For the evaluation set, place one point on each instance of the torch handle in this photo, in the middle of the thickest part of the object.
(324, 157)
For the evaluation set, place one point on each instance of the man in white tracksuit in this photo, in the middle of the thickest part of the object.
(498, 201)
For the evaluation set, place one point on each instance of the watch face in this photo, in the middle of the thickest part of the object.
--
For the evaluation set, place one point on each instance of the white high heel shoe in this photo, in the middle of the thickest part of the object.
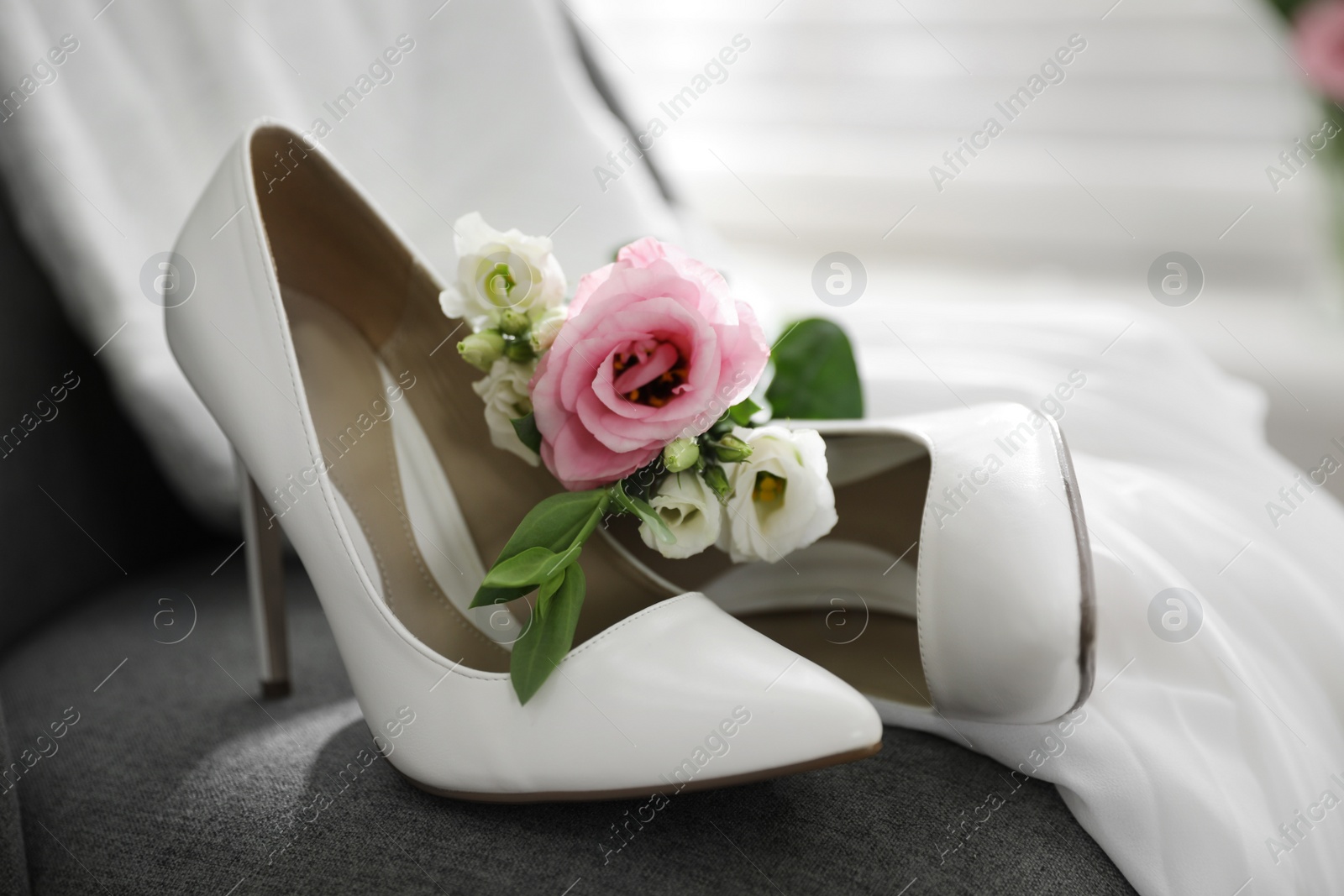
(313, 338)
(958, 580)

→ **Written instruction**
Extract the rows from the line containing "of the torch" up to and including the line containing "of the watch", reproducing each one unchanged.

→ **Final answer**
For the evaluation set, place one point on each instance of the torch handle in this photo, in the middle of the thickest part of the object.
(324, 157)
For the evaluation set, place one point on each instance of the man in white tracksuit in this photo, in the middle of the thickest part of the object.
(498, 201)
For the evaluation set, place one point on each instance of the watch face in this photo, in the middle of the thickest part of the object.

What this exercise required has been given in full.